Required actions>
1. Translate this sentence from the Gulf of Mexico passage into Spanish: "Its sunny white beaches and blue waters are amongst the most beautiful on the planet."
2. Using the Gulf of Mexico passage, answer each question briefly.
(a) How many major rivers flow into the Gulf?
(b) How deep is the deepest part of the Gulf?
(c) In what year did the U.S.S. Narcissus sink?
3. Extend the Gulf of Mexico passage past its final sentence with one or two paragraphs about the Wild Gulf Shrimp it promised to return to.

Did you know that the Gulf of Mexico is the 9th largest body of water in the world? Covering about 6,000 square miles, it is bordered by five US states to the north, five Mexican states in the west, and Cuba in the southeast. Its sunny white beaches and blue waters are amongst the most beautiful on the planet. The gulf’s warm waters and diverse habitats are home to many marine species, from the giant sperm whale to the humble, yet tasty, Wild Gulf Shrimp (we’ll get to those in a minute).
The Gulf of Mexico, by the Numbers
Six hundred and sixty quadrillion: How many gallons of water in the Gulf (give or take a gallon or two)
Fifteen thousand four hundred and nineteen: Different species identified by scientists in the Gulf of Mexico
Five hundred and forty-six thousand four hundred and seventy-eight: Metric tons of seafood landed by commercial fishermen in 2014
Forty-nine: Species of bloodthirsty sharks
Thirty-three: Number of major rivers that flow into the Gulf
Four: Species of sea turtles that call the Gulf home
Weird Things Found Under the Gulf’s Waters…
The Sigsbee Deep
Although it is a relatively shallow body of water, the deepest part of the Gulf — a 300-mile-wide patch known as the Sigsbee Basin or Sigsbee Deep—is 14,000 feet deep and surrounded by 4,000 foot cliffs on three sides.
The Jacuzzi of Despair
The Jacuzzi of Despair is a deadly underwater lake in the Gulf of Mexico. Formed millions of years ago but only just discovered, it is a toxic hellscape of warm, super-concentrated brine and methane bubbles. Any unlucky fish wandering into the Jacuzzi of Despair would find itself instantly pickled.
The NOAA estimates that there are over 4,000 shipwrecks in the Gulf, from a tugboat that was the subject of a daring rescue mission during a tropical storm in the 1960s to German U-boats and 19th century pirate ships. Scientists and archaeologists are seeking to learn all they can about the histories of these ships, as the ocean slowly reclaims them. One, the U.S.S. Narcissus, which sank in 1866 off Tampa, is now an underwater archeological reserve.

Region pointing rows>
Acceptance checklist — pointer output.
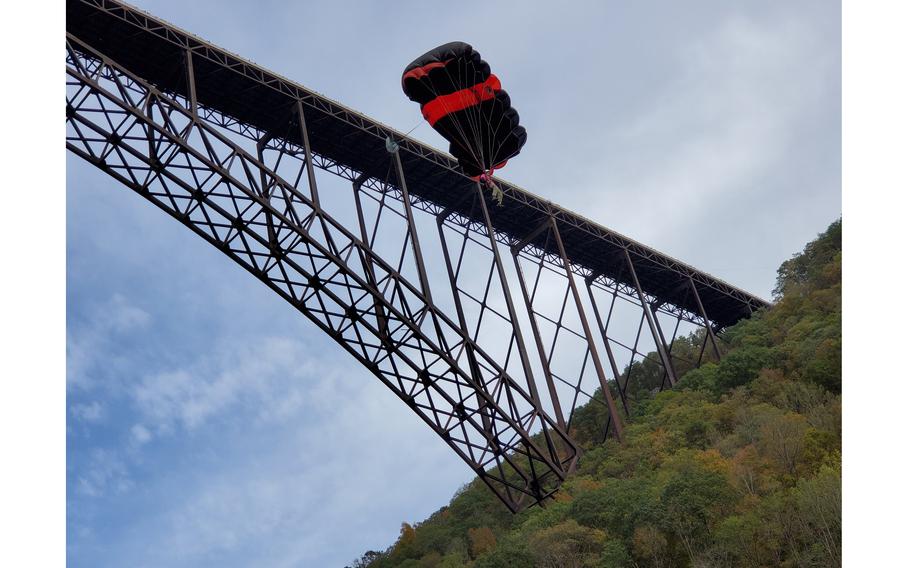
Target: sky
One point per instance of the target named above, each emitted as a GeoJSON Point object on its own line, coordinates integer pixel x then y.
{"type": "Point", "coordinates": [208, 423]}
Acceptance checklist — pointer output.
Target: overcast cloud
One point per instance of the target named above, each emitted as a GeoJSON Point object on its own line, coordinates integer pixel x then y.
{"type": "Point", "coordinates": [210, 424]}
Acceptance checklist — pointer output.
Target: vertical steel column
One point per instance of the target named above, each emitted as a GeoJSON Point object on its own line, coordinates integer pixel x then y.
{"type": "Point", "coordinates": [507, 294]}
{"type": "Point", "coordinates": [671, 370]}
{"type": "Point", "coordinates": [412, 228]}
{"type": "Point", "coordinates": [311, 174]}
{"type": "Point", "coordinates": [474, 367]}
{"type": "Point", "coordinates": [595, 358]}
{"type": "Point", "coordinates": [191, 84]}
{"type": "Point", "coordinates": [513, 318]}
{"type": "Point", "coordinates": [541, 350]}
{"type": "Point", "coordinates": [603, 333]}
{"type": "Point", "coordinates": [265, 192]}
{"type": "Point", "coordinates": [704, 316]}
{"type": "Point", "coordinates": [658, 341]}
{"type": "Point", "coordinates": [382, 325]}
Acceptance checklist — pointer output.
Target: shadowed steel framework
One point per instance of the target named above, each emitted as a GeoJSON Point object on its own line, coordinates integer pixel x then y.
{"type": "Point", "coordinates": [493, 324]}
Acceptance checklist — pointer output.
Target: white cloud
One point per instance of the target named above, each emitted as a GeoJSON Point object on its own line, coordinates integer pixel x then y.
{"type": "Point", "coordinates": [104, 474]}
{"type": "Point", "coordinates": [92, 412]}
{"type": "Point", "coordinates": [140, 434]}
{"type": "Point", "coordinates": [718, 128]}
{"type": "Point", "coordinates": [272, 378]}
{"type": "Point", "coordinates": [89, 343]}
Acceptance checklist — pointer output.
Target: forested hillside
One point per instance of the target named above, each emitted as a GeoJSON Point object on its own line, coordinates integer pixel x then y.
{"type": "Point", "coordinates": [738, 465]}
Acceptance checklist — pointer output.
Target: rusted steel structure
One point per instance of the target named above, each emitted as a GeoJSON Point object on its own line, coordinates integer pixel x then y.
{"type": "Point", "coordinates": [493, 324]}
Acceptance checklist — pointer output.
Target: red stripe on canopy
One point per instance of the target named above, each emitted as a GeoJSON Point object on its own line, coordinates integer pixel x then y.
{"type": "Point", "coordinates": [460, 100]}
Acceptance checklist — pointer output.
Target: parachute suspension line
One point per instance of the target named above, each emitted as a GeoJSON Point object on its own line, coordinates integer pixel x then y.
{"type": "Point", "coordinates": [461, 99]}
{"type": "Point", "coordinates": [487, 179]}
{"type": "Point", "coordinates": [416, 126]}
{"type": "Point", "coordinates": [467, 140]}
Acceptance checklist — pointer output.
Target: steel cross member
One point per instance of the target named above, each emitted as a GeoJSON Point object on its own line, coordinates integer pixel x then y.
{"type": "Point", "coordinates": [139, 135]}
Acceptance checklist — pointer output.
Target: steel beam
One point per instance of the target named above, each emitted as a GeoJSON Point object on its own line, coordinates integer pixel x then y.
{"type": "Point", "coordinates": [645, 306]}
{"type": "Point", "coordinates": [602, 379]}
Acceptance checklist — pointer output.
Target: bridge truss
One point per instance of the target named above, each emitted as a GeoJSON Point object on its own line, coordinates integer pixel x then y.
{"type": "Point", "coordinates": [493, 324]}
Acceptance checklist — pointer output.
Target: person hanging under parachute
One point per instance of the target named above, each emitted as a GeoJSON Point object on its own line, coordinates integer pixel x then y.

Responses by item number>
1. Sus soleadas playas blancas y sus aguas azules están entre las más hermosas del planeta.

2.
(a) Thirty-three
(b) 14,000 feet
(c) 1866

3.
And Finally, Wild Gulf Shrimp
The Gulf supports some of the most important fisheries in the United States, and none is more vital to the area’s economy than the shrimp fishery. But why are Shrimp so prolific in the Gulf? The Gulf has a half-million acres of salt marshes in Florida alone, which are habitats important for the growth and survival of juvenile shrimp. To put it in perspective, one-half of an acre of salt marsh produces approximately 250 pounds of shrimp per year – or approximately enough shrimp to feed 69 people for one year (based on the U.S. annual per capita shrimp consumption of 3.6 pounds). This bounty is sustainable as long as US fisheries are the well-managed ones they are today, with quota limits and bycatch reduction techniques. This stands in contrast to farmed and imported shrimp, which are linked to, amongst other bad things, the destruction of Mangrove habitats, unsustainable by-catch percentages, and pollution.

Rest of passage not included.